--- Task description ---
Show each line of the records in which the string "yellow" appears.

----

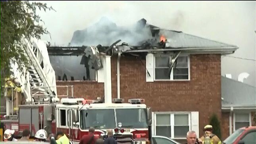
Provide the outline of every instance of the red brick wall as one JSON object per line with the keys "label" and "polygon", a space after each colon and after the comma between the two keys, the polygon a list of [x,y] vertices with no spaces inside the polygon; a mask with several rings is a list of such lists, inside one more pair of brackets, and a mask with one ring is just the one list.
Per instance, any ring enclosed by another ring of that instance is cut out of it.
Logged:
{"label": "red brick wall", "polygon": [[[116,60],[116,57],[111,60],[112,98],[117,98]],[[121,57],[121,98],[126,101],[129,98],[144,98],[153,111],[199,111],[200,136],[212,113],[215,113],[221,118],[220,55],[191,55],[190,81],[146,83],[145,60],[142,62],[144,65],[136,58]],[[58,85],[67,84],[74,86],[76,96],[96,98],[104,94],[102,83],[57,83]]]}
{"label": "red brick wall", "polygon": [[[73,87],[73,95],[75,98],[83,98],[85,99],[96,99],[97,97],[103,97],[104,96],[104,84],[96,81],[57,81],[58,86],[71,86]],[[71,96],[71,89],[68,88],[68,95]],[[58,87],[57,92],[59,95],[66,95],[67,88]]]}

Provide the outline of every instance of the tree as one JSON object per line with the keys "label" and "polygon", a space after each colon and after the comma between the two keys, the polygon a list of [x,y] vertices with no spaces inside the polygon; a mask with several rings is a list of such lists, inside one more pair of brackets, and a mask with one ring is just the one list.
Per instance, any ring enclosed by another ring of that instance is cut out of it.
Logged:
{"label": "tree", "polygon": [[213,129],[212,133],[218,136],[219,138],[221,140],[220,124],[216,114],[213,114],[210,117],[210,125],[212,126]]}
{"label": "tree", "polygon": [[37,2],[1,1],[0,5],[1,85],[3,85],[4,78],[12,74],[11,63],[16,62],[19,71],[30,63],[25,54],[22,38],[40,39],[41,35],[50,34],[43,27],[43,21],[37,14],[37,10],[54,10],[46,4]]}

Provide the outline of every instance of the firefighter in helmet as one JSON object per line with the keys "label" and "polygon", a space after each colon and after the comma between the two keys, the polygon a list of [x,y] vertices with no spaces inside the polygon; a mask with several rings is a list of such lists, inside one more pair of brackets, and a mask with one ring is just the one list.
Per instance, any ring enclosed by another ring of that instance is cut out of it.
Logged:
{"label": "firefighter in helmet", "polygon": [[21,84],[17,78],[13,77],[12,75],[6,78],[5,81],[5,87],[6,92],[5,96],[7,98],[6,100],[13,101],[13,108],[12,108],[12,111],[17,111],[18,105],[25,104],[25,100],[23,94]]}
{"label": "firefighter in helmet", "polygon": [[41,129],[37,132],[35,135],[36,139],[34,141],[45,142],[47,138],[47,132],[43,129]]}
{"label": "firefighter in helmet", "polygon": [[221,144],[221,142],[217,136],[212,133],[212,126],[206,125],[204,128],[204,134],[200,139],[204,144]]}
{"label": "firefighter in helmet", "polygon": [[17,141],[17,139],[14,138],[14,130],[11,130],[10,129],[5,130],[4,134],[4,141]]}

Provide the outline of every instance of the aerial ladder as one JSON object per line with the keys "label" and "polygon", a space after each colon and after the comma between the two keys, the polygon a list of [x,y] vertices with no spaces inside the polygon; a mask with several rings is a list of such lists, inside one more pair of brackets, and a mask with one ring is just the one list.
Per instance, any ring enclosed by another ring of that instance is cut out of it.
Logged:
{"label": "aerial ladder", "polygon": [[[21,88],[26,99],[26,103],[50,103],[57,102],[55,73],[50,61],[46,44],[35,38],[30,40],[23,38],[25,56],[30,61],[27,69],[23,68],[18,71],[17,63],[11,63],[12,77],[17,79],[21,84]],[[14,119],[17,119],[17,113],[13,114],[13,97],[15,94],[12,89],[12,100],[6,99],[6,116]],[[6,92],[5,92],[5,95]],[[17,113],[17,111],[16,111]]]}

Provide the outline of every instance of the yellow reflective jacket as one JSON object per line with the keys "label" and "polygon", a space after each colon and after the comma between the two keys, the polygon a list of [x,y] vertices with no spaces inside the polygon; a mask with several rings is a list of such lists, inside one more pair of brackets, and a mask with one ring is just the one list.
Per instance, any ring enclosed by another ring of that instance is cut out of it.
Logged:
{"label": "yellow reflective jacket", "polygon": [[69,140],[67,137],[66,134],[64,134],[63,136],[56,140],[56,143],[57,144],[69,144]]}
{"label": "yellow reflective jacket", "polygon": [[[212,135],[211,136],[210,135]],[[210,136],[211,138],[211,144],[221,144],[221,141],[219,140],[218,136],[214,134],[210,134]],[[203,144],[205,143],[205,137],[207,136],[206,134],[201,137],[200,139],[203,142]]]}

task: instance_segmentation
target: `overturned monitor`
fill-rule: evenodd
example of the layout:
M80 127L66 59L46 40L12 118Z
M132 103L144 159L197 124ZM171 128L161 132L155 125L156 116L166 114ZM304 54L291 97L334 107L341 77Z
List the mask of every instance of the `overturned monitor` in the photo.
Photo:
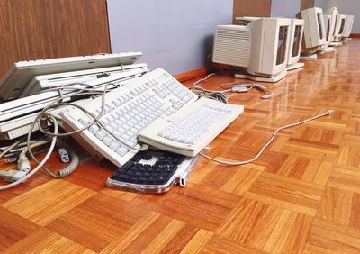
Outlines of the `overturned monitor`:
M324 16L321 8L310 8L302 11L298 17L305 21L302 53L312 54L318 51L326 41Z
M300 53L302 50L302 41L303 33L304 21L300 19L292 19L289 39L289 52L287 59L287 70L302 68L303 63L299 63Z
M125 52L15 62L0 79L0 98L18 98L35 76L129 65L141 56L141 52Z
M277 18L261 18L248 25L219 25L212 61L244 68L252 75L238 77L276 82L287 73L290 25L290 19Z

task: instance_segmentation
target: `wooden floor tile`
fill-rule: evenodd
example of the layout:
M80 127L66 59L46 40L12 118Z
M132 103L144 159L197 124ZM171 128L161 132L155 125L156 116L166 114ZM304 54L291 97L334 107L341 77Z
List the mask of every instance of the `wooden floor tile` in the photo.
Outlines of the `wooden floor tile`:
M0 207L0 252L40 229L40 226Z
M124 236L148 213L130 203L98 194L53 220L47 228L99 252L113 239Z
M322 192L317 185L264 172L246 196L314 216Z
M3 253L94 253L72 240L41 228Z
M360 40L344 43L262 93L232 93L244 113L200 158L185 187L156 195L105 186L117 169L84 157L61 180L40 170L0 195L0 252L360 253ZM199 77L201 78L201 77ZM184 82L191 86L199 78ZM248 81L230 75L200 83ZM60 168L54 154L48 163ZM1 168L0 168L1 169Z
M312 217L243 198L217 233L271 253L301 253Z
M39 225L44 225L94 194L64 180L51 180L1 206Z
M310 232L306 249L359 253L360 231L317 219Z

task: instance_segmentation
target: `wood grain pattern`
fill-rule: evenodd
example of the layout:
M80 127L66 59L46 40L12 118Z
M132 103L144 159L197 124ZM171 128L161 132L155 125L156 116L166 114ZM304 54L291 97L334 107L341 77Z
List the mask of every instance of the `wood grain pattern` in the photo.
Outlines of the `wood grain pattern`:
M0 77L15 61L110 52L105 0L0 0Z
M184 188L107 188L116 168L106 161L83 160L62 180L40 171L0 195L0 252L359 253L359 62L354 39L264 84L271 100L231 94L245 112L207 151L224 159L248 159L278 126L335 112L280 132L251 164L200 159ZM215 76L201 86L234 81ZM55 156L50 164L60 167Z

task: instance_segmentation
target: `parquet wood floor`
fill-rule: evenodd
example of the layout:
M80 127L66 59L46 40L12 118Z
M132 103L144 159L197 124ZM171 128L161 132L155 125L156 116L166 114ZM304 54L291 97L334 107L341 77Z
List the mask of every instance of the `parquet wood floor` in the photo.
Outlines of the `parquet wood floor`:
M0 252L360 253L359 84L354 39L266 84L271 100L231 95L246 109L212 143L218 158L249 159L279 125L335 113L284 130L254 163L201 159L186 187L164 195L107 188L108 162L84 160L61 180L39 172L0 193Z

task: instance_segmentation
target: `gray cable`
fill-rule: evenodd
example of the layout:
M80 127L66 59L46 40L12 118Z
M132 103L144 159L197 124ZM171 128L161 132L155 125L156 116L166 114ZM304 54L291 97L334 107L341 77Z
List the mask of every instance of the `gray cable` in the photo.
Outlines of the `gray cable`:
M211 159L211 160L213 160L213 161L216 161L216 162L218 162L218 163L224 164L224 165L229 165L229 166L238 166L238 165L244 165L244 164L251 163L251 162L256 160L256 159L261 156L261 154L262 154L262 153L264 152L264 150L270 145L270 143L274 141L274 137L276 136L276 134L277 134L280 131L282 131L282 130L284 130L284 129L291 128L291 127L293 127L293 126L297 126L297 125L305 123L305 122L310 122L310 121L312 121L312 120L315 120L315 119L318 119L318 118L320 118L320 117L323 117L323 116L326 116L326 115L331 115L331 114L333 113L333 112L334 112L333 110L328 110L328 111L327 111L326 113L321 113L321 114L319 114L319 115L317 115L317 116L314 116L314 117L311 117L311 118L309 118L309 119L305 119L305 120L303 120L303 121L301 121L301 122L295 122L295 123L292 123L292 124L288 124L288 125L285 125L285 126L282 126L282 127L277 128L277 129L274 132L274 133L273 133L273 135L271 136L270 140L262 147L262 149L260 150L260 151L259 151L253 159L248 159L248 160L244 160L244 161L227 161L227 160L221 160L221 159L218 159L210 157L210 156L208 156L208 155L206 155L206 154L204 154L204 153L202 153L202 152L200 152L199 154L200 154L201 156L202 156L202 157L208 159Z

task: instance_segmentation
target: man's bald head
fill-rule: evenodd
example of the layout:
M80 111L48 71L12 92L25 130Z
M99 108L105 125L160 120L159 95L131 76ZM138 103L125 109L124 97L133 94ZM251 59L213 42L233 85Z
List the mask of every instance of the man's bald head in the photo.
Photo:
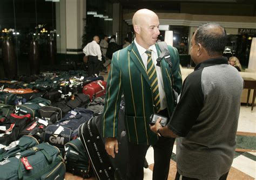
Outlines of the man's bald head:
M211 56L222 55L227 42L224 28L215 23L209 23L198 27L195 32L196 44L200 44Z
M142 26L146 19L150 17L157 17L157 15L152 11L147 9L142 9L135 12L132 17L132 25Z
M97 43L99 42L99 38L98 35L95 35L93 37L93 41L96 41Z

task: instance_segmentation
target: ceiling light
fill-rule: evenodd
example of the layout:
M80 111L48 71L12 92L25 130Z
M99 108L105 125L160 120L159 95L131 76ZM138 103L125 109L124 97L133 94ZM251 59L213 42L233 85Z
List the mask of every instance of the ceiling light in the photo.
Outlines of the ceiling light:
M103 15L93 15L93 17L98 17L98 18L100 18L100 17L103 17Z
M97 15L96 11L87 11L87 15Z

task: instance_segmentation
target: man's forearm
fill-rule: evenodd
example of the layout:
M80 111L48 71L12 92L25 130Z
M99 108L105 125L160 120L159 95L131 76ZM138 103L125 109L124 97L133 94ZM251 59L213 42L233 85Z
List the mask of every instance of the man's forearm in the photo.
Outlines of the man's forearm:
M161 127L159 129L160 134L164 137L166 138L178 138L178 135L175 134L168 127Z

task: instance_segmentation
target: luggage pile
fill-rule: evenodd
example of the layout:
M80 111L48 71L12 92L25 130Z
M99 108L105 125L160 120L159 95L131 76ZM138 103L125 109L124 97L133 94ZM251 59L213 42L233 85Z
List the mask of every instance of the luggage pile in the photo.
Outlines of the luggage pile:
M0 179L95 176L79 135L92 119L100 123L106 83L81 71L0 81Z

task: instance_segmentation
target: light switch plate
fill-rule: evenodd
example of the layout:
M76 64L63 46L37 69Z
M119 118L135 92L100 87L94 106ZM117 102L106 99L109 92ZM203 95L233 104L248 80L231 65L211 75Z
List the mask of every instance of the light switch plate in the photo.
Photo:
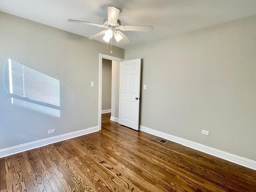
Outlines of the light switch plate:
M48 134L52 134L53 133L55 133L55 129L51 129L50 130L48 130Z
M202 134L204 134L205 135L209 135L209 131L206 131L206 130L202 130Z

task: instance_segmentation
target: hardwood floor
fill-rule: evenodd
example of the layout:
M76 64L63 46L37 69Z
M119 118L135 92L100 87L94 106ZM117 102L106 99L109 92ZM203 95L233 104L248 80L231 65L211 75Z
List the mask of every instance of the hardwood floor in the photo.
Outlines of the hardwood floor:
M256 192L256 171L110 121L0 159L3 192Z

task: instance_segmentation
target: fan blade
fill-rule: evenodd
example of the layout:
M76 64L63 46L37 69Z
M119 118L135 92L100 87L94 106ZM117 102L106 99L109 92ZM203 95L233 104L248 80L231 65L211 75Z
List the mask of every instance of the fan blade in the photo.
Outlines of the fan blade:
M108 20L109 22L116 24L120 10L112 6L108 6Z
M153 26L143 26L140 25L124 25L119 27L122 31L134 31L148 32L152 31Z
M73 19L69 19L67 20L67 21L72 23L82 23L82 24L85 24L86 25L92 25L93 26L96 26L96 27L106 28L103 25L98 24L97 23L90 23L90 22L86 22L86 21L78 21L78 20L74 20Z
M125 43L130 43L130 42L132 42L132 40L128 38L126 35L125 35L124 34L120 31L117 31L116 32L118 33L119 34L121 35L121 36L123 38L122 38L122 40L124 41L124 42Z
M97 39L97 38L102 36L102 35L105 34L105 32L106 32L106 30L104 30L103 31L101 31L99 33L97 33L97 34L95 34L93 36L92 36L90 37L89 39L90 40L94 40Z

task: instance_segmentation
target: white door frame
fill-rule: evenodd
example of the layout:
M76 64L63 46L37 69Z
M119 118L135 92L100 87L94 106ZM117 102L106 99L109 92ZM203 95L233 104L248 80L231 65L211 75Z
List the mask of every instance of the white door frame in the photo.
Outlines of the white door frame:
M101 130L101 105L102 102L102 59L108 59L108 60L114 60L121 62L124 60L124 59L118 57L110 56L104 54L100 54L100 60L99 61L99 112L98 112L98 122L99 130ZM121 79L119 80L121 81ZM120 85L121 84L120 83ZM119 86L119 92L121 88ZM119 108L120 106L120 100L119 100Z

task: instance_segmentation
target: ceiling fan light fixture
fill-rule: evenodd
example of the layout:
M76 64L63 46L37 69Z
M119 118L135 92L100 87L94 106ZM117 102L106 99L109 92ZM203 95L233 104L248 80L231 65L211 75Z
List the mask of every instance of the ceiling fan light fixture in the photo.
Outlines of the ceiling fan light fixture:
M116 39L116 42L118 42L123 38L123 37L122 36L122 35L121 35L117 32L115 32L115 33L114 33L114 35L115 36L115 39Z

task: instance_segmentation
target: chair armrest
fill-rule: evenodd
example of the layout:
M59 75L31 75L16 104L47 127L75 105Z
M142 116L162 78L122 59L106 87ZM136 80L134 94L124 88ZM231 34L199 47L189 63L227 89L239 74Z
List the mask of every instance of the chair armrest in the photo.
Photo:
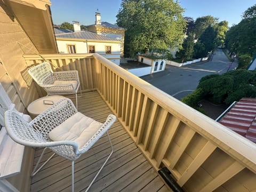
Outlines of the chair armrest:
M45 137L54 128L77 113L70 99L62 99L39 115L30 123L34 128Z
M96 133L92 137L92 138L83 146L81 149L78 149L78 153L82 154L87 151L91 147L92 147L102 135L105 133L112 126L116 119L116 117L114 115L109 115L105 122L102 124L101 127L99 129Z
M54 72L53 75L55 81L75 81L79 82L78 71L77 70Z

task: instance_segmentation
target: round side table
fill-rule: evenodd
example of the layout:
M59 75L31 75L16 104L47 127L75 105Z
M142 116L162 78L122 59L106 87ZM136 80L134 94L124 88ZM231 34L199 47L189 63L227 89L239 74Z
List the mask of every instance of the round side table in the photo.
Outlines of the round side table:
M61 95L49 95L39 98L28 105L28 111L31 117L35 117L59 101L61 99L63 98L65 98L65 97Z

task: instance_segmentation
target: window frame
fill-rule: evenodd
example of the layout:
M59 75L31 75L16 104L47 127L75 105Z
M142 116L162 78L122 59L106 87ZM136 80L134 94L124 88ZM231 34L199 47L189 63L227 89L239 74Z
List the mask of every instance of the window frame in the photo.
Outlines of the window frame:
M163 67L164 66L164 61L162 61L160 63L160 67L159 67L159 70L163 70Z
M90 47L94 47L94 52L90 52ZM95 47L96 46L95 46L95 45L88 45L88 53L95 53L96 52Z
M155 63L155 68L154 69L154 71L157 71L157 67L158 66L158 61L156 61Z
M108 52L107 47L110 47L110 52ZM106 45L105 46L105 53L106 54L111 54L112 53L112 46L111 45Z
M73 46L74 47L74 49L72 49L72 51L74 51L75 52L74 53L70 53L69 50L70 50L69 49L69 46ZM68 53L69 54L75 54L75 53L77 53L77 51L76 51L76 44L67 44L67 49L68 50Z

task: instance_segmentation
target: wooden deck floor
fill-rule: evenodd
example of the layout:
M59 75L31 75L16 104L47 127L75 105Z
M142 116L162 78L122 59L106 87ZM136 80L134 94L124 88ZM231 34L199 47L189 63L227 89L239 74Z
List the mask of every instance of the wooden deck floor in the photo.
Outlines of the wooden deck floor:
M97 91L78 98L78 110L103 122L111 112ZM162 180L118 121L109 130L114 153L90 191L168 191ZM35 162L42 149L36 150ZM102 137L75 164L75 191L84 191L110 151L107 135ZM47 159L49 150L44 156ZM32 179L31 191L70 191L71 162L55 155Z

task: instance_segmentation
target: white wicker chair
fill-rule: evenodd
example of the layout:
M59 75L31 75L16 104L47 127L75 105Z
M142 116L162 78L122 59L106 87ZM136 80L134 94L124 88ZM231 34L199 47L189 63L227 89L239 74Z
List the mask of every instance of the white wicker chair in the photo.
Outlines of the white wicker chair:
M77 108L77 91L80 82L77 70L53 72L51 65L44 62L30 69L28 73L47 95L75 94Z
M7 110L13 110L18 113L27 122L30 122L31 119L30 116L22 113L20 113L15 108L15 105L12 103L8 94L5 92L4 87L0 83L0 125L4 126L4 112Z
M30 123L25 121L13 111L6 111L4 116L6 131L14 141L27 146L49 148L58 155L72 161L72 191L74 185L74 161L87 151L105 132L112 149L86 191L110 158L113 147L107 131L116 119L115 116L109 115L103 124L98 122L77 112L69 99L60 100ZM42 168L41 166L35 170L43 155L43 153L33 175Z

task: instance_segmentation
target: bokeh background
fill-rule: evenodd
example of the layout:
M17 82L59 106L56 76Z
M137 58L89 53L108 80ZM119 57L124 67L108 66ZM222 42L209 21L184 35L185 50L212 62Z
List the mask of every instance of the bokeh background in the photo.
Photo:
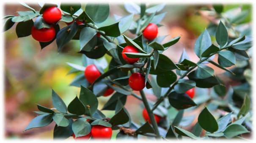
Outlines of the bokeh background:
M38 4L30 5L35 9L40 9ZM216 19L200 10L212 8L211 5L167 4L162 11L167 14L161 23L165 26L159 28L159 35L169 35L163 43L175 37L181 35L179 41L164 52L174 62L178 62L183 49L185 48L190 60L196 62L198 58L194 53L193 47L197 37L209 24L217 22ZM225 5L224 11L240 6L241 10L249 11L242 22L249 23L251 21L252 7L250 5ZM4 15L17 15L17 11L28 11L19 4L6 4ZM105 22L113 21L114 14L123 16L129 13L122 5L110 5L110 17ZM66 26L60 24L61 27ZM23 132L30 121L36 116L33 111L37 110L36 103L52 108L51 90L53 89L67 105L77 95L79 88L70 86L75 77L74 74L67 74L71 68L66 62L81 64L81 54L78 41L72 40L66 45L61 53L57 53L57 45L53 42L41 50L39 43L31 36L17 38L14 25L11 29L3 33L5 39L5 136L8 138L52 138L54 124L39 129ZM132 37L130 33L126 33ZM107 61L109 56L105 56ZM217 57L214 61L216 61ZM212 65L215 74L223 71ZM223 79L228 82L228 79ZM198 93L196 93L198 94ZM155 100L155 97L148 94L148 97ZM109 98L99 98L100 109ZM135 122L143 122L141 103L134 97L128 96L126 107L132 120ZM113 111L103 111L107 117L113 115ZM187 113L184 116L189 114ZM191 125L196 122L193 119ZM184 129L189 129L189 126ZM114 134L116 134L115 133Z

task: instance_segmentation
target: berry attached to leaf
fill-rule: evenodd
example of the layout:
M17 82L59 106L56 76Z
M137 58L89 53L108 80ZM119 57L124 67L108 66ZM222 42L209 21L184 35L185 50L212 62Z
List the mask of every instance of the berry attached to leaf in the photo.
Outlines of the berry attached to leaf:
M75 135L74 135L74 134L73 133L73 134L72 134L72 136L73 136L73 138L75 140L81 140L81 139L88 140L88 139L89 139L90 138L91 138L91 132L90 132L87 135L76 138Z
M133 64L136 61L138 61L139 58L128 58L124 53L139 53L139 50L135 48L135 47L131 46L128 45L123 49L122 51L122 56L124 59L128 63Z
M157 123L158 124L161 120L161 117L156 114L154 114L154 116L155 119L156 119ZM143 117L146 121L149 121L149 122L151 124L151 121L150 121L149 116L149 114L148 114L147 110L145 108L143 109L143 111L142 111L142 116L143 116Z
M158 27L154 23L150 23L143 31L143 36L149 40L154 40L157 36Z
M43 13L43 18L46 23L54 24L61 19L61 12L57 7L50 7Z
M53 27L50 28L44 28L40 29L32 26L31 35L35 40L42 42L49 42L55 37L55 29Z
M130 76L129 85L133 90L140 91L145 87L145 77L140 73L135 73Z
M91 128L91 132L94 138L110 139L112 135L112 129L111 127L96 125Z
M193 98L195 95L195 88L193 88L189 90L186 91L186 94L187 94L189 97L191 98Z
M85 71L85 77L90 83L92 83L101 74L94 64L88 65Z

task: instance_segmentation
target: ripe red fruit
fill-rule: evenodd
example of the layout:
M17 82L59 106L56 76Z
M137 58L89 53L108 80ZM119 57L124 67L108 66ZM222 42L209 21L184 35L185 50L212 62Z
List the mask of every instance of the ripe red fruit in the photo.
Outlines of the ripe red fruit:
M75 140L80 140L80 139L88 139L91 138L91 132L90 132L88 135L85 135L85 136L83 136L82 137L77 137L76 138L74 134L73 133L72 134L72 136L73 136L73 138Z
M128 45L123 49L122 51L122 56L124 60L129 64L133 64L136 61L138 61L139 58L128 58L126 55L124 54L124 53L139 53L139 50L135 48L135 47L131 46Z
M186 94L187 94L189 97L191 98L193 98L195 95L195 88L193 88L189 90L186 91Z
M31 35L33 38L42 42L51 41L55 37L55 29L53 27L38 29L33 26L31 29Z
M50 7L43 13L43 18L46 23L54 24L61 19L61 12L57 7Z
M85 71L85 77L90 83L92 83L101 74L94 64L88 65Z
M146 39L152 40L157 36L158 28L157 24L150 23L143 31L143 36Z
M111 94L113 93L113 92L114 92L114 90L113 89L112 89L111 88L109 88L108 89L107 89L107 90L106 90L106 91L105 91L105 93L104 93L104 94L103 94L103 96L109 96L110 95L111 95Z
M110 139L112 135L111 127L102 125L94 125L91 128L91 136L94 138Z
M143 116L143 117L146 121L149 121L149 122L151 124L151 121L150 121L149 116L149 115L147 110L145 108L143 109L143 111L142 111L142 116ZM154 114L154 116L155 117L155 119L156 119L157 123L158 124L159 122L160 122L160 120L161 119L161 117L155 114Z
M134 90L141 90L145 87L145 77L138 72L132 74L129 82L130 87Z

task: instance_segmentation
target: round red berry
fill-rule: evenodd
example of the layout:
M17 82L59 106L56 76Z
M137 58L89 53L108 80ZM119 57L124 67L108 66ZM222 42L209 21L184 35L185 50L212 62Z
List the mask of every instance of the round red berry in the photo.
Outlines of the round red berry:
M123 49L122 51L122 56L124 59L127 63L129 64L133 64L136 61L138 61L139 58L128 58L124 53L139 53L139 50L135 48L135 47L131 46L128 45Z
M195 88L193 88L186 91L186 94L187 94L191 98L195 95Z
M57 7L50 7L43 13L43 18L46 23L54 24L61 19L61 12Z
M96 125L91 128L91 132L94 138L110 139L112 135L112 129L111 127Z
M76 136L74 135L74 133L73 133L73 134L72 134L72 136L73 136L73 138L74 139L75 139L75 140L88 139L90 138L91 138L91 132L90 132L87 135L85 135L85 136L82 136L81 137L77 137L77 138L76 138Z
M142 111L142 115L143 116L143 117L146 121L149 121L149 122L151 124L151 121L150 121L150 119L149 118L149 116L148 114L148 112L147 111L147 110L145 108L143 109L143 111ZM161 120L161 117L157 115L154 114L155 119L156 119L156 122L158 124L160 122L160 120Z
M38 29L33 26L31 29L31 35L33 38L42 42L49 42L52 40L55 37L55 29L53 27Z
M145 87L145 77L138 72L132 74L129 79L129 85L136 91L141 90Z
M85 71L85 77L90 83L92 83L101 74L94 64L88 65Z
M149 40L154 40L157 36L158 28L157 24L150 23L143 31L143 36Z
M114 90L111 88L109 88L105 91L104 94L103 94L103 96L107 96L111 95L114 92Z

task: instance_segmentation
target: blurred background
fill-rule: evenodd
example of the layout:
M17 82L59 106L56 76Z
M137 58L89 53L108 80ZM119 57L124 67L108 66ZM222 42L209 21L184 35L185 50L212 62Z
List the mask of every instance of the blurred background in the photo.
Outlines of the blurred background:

----

--- Result ---
Provide the outline of every instance of the yellow reflective jacket as one JSON object per line with the keys "label" and "polygon", a space after each colon and after the comma between the two keys, the polygon a list of [x,y] vertices with no spaces inside the polygon; a mask with several rings is a list of such lists, inside one more pair of brackets, and a mask with one ring is just the one list.
{"label": "yellow reflective jacket", "polygon": [[69,140],[67,137],[66,134],[64,134],[63,136],[56,140],[56,143],[57,144],[69,144]]}
{"label": "yellow reflective jacket", "polygon": [[[212,135],[211,136],[210,135]],[[210,136],[211,138],[211,144],[221,144],[221,141],[219,140],[218,136],[214,134],[210,134]],[[203,144],[205,143],[205,137],[207,136],[206,134],[201,137],[200,139],[203,142]]]}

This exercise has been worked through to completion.